** BEGIN Data listing **

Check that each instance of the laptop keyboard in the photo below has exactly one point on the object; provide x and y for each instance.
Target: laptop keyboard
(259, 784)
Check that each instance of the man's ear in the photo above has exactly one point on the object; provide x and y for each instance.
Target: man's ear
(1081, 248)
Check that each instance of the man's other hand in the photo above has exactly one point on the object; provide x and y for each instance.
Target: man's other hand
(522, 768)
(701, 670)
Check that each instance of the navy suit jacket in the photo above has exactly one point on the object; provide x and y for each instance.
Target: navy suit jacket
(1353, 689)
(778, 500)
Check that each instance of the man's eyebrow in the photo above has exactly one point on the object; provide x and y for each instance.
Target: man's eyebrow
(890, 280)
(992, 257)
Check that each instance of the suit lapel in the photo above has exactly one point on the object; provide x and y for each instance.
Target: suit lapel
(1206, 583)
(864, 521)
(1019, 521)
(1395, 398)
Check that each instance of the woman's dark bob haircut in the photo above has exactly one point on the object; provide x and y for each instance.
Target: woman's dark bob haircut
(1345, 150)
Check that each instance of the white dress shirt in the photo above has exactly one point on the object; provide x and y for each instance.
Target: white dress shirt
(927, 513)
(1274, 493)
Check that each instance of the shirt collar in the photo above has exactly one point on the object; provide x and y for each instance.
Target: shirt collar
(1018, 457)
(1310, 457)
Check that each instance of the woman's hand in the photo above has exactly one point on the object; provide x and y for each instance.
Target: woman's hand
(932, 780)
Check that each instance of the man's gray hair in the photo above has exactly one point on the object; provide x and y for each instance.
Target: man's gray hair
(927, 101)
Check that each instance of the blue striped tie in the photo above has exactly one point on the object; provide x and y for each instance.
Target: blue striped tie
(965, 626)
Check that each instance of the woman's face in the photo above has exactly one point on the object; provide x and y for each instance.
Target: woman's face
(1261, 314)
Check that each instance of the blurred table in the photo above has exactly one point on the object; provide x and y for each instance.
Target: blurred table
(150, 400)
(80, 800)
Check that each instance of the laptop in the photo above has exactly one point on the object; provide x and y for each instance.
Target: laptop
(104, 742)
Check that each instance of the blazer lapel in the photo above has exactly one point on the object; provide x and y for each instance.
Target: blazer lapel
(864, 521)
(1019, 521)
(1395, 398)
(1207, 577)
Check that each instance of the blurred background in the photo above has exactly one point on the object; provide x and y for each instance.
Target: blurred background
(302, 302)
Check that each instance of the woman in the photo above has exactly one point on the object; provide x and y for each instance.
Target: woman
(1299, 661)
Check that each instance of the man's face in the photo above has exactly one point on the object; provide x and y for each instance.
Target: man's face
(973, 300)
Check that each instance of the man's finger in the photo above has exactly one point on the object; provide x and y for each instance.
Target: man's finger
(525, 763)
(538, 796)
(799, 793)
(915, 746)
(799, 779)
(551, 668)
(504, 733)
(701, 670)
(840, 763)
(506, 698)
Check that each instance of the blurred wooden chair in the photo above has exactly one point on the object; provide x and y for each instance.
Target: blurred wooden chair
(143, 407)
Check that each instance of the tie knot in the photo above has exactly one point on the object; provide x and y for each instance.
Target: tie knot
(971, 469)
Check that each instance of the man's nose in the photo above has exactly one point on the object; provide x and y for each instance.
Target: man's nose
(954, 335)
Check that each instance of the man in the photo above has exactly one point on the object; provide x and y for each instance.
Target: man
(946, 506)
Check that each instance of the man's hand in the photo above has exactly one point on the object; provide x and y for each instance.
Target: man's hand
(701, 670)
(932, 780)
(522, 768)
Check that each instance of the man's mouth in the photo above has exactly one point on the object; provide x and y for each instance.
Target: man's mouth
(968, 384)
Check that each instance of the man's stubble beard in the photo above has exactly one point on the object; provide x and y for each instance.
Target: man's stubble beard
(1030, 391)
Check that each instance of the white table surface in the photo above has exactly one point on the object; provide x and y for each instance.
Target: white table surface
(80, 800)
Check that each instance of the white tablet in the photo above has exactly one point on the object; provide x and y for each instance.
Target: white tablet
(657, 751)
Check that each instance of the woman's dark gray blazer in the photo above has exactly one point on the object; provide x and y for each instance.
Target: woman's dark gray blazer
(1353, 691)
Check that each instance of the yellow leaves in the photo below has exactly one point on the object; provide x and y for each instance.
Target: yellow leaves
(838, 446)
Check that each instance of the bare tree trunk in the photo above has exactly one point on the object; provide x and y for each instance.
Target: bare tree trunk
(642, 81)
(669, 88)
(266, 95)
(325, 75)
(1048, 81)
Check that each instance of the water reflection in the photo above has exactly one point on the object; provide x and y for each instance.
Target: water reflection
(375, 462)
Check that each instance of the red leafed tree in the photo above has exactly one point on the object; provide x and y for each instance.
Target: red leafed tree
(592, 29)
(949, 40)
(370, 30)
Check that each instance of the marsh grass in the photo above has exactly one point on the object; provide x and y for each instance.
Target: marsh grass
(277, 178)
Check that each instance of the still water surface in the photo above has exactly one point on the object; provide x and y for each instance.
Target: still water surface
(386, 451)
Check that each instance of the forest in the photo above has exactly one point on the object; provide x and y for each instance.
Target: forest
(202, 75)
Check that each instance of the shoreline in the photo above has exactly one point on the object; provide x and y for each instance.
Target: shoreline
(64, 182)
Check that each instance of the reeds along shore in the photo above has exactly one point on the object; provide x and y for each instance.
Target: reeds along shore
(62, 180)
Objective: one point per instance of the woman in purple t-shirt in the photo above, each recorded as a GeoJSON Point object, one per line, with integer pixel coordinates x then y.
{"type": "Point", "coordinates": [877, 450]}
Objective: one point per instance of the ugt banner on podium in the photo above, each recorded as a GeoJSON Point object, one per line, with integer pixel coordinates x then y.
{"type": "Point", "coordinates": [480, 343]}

** END Data listing **

■ Written problem
Change every "exactly one point" in these lines to "a single point", keeping everything else the same.

■ Written response
Check that each instance of the laptop keyboard in the photo below has a single point on the object; provide x and y for each instance.
Target: laptop keyboard
(259, 784)
Check that each instance of the man's ear in the photo above has a single point on the object; provide x and y for each instance.
Target: man's ear
(1081, 248)
Check that each instance of the man's other hand in the photo above has a single point on the object; provide x and y for each instance.
Target: man's other hand
(522, 768)
(701, 670)
Check that each instance of the navy suit jacket in the photo above has a single point on the object; provide x and y for each instance.
Target: navy suit jacket
(1353, 689)
(778, 500)
Check that each instance of the man's eyebrow in the photo above has a single point on the object; provide x and y for each instance.
Target: man's eyebrow
(890, 280)
(992, 257)
Check that each instance of the suit lapel in the photo above has a single point on the object; provide x and y for each instance.
Target: suit lapel
(1206, 583)
(864, 521)
(1019, 521)
(1395, 398)
Check that each instance of the woman's dark bob haircut in the photo above has a single point on the object; provide x and y for each instance.
Target: woman's dark bob haircut
(1345, 150)
Check that each instance of the white dress shirt in the photo above has a single point on the object; provide x and y for each instance.
Target: white dress shirt
(927, 513)
(1274, 493)
Check that each instance of the shirt collar in the photo above has a single point on the object; provide x and y for each instance.
Target: shirt collar
(1018, 457)
(1310, 457)
Check that each instance of the woman's hand in the photo above has a single point on the object; provide x and y for each instance.
Target: woman's hand
(932, 780)
Check that each instance of the man's gray hair in the photo above has a single point on the object; provide x and y for each instance.
Target: man's gray hair
(927, 101)
Check that each instance of the blue striped tie in the photo above has a single point on the object; provide x and y for each instance.
Target: blue striped tie
(965, 626)
Check that each instance of the woman's face in the photo above has a single point on the object; provide x and y for each instance.
Target: woman's face
(1261, 314)
Check that each instance of the blurred table in the photo above has a single point on the object; provide x and y for each instance.
Target: blurred table
(150, 400)
(80, 800)
Check that each instance of the laptop in the photo above has a single point on the object; provide x and y for each instance.
Target: laptop
(104, 742)
Check that each instance of the blazer lapel in the photo above has a single point on the object; provide x and y for each instance.
Target: blazer lapel
(864, 521)
(1019, 521)
(1395, 398)
(1207, 577)
Check that each instance of the blurred background in the photo above has a single point on the object; provide x and y for each instance.
Target: blurred background
(302, 302)
Check that each instance of the woman in the photo above has a single point on the object; provide x and y for each instance.
Target: woman
(1299, 661)
Check that each instance of the man's face in the photo above has a single point on the object; provide x and y for each instance.
Target: man's face
(973, 300)
Check that each instance of the man's finger in the photo above has a single point on the object; provide x and y for each instance.
Target: man's finger
(525, 763)
(538, 796)
(799, 793)
(915, 746)
(799, 779)
(551, 668)
(504, 733)
(701, 670)
(840, 763)
(506, 698)
Check that each instance of the blurred wooden chair in the photo above has a single point on the object; provide x and y for each instance.
Target: blurred wooden chair
(143, 407)
Check that each instance of the tie knot in the photo above has a single point on the object; provide x and y for each instance.
Target: tie knot
(971, 469)
Check that each instance of the man's nose in the photo above has a single point on the object; provide x and y for each instance.
Target: man's nose
(954, 335)
Check that each instance of the man in the photo above has a single point on the object; provide x and y for each instance.
Target: man
(946, 506)
Check that each instance of the man's hand in the photo above has a single point on the object; provide x and y for each instance.
Target: man's hand
(701, 670)
(932, 780)
(522, 768)
Check that each instance of the man's mouth in the photo above has a single point on the object; provide x and y for each instance.
Target: man's mouth
(968, 384)
Check that each instance of the man's stubble beard in the photo above has a single point on the object; provide x and y for each instance.
Target: man's stubble beard
(1030, 391)
Check that each instance of the white table surface in the photo above has a single point on the object; provide x and y for each instance.
Target: white table surface
(80, 800)
Check that each instance of the white tablet in the photo above has a single point on the object; provide x and y for each instance.
Target: white tablet
(657, 751)
Check that each instance of the woman's dark gray blazer in the photo above has a single point on the object; provide x and y for each instance.
Target: woman's dark gray blazer
(1353, 691)
Check that each instance of the yellow leaves in the photo below has a single point on the object; provide x and y for each instance.
Target: yellow leaves
(838, 446)
Check that each instance of the bare tree trunk in the photo above has a single point on the object; provide x and y for each instance.
Target: bare tree trunk
(642, 81)
(669, 88)
(266, 95)
(325, 75)
(1048, 81)
Check that each instance of the water reflection in the photo above has a single point on the object; provide x and y for each instance.
Target: water reflection
(375, 462)
Check that each instance of the red leafed tree in the photo above has a single point on the object; provide x and y for each instance.
Target: red leafed tree
(592, 29)
(949, 40)
(370, 30)
Check that each instance of the marsh grass in the photo above has a single point on the object; provide x and y for each instance.
Target: marsh grass
(277, 178)
Check that each instance of the still water surface in the photo above has a single point on the object; provide x and y for each instance.
Target: still water surface
(386, 451)
Check that each instance of the forest in the photo above has a single point on the object; provide x and y for each instance.
Target: forest
(202, 75)
Check that each instance of the shoreline in the photo above has a single point on the object; provide x and y for each instance.
Target: shoreline
(64, 182)
Check that each instance of the reeds along shore in the photo above has a single point on the object; provide x and y for each instance.
Target: reeds along shore
(62, 180)
Objective: one point per instance of the woman in purple t-shirt in the photo above, each recorded as a GeoJSON Point object, one per line, with integer pixel coordinates x then y.
{"type": "Point", "coordinates": [877, 450]}
Objective: one point per instance of the ugt banner on podium in the photo above, each recorded as a GeoJSON Point object, one per line, with integer pixel coordinates x then y.
{"type": "Point", "coordinates": [480, 343]}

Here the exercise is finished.